INSTRUCTIONS FOR THE TASK: Starting from the line containing "of the louvered", write out the rest of the entries exactly, through the final line, including nothing else.

AVAILABLE DATA:
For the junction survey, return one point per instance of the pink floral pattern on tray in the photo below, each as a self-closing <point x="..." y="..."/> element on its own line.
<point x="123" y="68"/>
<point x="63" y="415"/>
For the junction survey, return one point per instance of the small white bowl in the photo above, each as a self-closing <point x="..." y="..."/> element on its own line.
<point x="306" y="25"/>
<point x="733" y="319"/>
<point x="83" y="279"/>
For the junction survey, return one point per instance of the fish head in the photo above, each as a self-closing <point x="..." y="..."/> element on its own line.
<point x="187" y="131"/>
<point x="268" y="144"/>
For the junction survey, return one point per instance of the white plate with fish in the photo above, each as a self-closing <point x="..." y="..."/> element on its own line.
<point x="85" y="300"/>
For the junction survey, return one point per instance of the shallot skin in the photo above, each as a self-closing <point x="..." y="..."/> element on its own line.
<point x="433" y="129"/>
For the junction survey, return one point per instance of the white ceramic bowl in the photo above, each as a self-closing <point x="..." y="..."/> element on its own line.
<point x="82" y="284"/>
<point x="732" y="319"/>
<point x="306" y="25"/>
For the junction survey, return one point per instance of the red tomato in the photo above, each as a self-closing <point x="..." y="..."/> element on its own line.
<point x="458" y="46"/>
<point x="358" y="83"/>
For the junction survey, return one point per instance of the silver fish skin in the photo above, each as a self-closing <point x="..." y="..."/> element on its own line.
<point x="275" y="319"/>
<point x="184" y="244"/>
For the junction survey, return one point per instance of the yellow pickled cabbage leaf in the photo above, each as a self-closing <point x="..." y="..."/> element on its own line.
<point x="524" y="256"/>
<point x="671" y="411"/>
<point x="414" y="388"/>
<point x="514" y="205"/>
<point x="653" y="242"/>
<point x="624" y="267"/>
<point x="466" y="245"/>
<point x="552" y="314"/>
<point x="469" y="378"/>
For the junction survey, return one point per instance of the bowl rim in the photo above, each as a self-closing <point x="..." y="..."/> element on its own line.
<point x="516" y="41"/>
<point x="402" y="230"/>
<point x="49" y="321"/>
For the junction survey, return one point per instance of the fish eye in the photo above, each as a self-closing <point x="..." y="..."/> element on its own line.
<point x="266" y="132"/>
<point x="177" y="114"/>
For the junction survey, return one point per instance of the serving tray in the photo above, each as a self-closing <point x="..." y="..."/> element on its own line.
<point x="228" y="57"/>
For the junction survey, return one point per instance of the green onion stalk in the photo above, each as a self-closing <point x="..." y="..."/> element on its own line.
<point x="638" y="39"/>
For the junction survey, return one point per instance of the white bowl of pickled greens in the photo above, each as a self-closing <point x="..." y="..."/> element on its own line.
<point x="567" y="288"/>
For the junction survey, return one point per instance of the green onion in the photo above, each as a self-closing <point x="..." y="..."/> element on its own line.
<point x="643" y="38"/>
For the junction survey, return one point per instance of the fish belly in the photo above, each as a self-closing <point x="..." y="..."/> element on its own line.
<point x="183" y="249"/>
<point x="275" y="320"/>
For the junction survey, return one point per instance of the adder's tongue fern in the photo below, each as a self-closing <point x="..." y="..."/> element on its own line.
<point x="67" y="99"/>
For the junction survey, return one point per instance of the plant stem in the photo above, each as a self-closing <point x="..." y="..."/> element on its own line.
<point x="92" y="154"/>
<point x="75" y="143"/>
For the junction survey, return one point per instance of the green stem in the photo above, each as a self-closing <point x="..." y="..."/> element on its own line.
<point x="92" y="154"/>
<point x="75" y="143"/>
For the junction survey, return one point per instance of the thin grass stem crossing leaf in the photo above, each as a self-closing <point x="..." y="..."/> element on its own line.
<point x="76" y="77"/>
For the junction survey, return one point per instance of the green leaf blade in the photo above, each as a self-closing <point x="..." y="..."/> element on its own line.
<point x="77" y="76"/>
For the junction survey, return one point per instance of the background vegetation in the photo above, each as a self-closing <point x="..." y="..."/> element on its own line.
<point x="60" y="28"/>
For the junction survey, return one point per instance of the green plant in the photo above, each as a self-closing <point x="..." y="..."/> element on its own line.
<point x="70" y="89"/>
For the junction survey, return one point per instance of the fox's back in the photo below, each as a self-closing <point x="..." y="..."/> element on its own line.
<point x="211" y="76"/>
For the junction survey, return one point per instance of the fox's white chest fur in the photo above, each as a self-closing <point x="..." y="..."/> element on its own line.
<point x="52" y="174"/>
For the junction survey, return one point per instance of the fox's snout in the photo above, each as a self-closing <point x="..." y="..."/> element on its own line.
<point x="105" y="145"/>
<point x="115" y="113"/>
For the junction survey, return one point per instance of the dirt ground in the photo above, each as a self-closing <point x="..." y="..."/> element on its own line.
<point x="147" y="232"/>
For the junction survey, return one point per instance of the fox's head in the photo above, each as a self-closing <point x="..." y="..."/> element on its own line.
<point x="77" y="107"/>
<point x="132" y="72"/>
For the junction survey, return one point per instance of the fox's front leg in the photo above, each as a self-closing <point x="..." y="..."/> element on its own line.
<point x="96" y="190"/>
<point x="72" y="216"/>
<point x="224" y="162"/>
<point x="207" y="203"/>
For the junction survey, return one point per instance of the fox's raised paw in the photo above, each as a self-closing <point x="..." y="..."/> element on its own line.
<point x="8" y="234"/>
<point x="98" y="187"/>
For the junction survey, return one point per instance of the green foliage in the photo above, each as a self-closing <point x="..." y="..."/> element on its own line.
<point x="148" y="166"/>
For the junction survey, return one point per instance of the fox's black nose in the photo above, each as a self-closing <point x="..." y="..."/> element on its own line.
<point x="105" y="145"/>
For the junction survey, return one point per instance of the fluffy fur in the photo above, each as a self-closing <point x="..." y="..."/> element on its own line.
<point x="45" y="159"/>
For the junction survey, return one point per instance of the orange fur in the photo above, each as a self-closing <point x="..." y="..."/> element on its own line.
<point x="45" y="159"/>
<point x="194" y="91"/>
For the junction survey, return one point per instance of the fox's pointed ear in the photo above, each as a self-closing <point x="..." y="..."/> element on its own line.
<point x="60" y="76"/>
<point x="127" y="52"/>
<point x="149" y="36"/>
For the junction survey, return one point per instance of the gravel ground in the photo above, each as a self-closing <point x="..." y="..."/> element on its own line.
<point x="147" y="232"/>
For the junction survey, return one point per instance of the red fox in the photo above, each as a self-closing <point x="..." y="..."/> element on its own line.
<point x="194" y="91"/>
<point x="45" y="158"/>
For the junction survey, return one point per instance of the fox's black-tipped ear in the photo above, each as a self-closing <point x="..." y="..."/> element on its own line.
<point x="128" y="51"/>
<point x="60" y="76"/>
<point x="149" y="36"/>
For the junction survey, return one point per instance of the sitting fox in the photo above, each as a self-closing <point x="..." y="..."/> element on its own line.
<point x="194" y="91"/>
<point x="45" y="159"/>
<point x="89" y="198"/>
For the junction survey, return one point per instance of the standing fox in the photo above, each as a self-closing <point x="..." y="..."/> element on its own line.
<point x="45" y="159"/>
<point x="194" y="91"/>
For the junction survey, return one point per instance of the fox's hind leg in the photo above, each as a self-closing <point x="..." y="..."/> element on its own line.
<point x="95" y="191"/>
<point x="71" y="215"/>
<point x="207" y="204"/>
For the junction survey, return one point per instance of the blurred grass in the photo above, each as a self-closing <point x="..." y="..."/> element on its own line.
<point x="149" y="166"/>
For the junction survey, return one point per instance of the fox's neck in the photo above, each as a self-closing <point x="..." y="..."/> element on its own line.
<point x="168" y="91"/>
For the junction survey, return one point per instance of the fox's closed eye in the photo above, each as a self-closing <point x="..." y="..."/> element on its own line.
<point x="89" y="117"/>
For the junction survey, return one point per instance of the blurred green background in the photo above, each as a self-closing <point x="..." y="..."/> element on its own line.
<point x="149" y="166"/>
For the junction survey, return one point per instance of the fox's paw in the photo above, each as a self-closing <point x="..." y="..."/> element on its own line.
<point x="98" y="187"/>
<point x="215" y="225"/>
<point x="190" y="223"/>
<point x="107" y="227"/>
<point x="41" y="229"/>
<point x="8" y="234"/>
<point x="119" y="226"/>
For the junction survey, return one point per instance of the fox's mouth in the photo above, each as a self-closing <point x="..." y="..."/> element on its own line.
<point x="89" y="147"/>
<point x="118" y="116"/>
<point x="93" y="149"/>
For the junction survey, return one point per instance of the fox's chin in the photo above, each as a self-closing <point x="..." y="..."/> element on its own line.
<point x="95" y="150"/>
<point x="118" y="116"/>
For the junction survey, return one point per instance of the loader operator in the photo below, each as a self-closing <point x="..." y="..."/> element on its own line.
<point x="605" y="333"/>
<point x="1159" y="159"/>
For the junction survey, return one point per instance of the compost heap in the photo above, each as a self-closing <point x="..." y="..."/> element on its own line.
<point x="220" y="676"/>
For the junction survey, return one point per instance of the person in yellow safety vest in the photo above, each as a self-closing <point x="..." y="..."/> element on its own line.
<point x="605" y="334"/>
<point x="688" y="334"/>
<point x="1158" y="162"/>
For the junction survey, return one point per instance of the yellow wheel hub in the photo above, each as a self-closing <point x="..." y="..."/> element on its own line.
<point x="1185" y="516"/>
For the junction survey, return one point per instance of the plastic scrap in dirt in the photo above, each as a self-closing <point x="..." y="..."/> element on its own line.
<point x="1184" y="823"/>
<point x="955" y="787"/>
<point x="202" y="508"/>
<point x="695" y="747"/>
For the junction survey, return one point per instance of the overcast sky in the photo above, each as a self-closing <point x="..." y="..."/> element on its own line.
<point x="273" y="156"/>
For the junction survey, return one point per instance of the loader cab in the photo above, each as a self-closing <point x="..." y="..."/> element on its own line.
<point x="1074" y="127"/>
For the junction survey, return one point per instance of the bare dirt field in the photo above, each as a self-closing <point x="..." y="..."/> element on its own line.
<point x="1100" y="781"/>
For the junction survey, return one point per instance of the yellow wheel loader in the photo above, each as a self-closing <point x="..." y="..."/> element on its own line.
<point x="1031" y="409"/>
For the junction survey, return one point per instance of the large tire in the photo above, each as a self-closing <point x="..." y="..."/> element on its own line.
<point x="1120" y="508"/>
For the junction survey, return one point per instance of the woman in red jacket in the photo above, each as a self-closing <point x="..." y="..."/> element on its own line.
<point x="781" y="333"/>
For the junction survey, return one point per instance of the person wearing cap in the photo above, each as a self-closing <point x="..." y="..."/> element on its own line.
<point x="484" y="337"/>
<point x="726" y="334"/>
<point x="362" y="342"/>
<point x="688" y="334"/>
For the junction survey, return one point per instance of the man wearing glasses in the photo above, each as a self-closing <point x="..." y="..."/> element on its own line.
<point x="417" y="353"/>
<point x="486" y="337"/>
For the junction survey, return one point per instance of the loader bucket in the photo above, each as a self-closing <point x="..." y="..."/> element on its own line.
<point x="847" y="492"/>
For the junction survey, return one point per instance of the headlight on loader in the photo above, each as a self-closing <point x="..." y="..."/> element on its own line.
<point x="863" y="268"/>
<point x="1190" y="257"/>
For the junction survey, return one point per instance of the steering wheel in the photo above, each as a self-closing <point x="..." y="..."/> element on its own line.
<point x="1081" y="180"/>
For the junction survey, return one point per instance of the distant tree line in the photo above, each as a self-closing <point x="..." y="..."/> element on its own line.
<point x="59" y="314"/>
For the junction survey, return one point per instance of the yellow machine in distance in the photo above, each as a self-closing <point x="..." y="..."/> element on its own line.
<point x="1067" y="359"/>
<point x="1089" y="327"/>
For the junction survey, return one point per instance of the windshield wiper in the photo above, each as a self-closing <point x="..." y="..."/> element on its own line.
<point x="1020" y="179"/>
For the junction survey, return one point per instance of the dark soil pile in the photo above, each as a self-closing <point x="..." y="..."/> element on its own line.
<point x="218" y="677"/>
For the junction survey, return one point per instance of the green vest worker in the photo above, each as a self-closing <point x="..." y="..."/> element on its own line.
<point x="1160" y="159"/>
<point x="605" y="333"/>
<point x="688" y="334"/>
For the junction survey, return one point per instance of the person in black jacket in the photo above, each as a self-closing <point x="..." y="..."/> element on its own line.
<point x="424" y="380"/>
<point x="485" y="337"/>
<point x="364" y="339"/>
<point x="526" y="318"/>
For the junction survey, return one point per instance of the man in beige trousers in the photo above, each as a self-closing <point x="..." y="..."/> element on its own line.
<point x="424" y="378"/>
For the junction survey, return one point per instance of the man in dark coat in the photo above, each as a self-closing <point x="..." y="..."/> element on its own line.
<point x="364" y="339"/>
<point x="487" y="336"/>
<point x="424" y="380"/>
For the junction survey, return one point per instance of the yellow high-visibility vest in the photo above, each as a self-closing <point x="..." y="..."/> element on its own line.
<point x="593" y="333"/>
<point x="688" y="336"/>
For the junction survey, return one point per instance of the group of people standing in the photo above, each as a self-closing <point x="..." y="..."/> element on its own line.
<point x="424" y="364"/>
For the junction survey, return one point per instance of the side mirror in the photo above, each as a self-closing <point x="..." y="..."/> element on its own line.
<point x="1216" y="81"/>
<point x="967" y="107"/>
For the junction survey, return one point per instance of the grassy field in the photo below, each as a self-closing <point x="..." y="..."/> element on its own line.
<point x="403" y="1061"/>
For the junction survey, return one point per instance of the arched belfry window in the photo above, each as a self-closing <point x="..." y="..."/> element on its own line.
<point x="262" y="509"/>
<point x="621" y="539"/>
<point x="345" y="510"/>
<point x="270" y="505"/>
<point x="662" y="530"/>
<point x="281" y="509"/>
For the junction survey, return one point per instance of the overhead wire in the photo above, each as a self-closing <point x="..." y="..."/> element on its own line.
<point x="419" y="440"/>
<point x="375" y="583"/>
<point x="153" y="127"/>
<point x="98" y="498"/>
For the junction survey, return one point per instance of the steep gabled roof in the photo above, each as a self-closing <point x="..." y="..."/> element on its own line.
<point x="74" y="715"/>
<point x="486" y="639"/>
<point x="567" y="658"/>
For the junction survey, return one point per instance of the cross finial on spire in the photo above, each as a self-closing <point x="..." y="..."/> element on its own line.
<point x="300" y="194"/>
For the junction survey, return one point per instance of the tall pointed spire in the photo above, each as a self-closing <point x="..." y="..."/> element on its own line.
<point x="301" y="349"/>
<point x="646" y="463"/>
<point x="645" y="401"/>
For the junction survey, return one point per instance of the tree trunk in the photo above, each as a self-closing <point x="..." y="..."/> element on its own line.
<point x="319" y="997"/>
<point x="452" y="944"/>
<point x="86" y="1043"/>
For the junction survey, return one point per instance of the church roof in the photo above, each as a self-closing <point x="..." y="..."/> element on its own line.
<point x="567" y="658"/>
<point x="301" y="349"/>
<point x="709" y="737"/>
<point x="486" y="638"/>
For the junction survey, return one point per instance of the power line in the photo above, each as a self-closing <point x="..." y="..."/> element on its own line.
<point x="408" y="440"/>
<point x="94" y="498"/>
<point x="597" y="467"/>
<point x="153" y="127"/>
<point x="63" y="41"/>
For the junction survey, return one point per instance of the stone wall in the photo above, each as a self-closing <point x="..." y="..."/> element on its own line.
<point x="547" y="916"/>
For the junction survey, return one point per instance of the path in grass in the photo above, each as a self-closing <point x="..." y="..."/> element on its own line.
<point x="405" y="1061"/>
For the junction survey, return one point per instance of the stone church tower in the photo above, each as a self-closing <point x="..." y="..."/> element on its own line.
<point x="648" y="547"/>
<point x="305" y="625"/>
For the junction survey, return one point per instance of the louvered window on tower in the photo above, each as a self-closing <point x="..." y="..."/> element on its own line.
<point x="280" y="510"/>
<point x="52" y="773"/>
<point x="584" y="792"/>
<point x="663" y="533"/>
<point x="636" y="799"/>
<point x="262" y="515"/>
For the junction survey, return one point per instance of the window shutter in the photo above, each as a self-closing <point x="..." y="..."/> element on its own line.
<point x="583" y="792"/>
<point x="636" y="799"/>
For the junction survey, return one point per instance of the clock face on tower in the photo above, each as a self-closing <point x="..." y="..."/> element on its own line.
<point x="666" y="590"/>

EXERCISE RESPONSE:
For the junction survey, return one point per instance of the louvered window on tower in the photo above, each as a self-closing <point x="..." y="..."/> element on its own line.
<point x="280" y="510"/>
<point x="52" y="773"/>
<point x="584" y="792"/>
<point x="663" y="533"/>
<point x="636" y="799"/>
<point x="262" y="515"/>
For the junction survey, return one point per instance of the window shutter in the photo above, each as a self-closing <point x="..." y="..."/> element on its own line.
<point x="583" y="792"/>
<point x="636" y="799"/>
For the junction survey, return one point per instance of the clock face on tower in the photo above, each as a self-closing <point x="..." y="..."/> element on its own line.
<point x="666" y="590"/>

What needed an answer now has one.